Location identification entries
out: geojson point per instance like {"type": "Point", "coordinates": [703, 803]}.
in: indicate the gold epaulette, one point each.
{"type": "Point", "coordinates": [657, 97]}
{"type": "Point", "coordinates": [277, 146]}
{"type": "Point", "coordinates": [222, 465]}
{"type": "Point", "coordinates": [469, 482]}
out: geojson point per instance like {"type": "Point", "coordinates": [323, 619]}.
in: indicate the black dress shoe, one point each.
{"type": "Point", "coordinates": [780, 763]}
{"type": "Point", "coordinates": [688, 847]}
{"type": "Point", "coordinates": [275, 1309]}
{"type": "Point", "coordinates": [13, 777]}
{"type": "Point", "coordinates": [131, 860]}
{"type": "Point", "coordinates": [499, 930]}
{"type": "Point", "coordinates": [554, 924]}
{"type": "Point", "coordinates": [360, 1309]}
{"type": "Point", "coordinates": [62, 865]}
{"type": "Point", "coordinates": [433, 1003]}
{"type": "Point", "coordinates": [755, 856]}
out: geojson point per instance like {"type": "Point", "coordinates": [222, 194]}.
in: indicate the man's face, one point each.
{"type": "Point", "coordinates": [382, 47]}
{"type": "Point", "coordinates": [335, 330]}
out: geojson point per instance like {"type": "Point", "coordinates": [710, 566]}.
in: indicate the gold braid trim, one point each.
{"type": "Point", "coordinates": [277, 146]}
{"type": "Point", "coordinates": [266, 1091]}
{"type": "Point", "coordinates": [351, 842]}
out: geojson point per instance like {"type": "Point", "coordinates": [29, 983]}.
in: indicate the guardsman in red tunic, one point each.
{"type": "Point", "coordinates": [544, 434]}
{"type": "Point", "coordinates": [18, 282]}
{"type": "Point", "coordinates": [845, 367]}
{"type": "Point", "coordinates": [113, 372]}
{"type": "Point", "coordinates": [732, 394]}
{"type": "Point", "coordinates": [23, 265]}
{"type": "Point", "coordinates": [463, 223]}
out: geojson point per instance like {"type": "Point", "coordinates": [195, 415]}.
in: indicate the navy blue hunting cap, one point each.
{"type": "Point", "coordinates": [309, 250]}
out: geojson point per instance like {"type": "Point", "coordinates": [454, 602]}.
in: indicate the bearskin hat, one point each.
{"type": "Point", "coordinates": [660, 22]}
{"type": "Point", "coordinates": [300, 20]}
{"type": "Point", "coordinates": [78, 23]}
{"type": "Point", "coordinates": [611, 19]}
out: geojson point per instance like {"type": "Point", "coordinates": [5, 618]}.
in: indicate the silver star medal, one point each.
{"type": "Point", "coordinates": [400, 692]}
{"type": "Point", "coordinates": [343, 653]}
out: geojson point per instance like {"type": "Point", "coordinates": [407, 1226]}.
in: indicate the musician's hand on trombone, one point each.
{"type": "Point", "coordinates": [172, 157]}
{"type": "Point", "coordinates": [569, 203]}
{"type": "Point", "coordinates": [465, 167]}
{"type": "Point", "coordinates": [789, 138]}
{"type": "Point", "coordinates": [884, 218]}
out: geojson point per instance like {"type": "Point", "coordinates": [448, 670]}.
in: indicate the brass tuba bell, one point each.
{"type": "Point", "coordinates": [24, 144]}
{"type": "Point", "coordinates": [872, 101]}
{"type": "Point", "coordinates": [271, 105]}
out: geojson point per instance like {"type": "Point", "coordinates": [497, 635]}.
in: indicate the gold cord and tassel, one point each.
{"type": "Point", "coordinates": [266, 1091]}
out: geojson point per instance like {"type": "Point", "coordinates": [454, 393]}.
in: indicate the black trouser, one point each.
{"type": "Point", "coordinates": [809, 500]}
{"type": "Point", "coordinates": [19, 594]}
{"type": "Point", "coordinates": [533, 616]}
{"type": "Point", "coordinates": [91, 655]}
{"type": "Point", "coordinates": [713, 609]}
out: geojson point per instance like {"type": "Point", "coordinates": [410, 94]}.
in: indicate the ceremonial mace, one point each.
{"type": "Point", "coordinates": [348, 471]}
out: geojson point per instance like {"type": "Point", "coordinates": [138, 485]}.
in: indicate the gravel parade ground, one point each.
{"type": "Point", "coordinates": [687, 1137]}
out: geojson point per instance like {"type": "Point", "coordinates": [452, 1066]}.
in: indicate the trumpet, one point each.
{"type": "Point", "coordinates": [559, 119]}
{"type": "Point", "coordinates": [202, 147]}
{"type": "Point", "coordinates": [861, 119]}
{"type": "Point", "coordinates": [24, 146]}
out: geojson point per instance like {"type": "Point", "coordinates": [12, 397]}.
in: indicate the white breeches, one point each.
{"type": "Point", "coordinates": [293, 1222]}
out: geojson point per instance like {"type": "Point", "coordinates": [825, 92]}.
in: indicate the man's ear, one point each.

▶ [Exercise details]:
Collect every line above that contains the word "black".

▶ [Expected answer]:
in: indicate the black dress shoe, one point each.
in: indicate the black trouser, one point each.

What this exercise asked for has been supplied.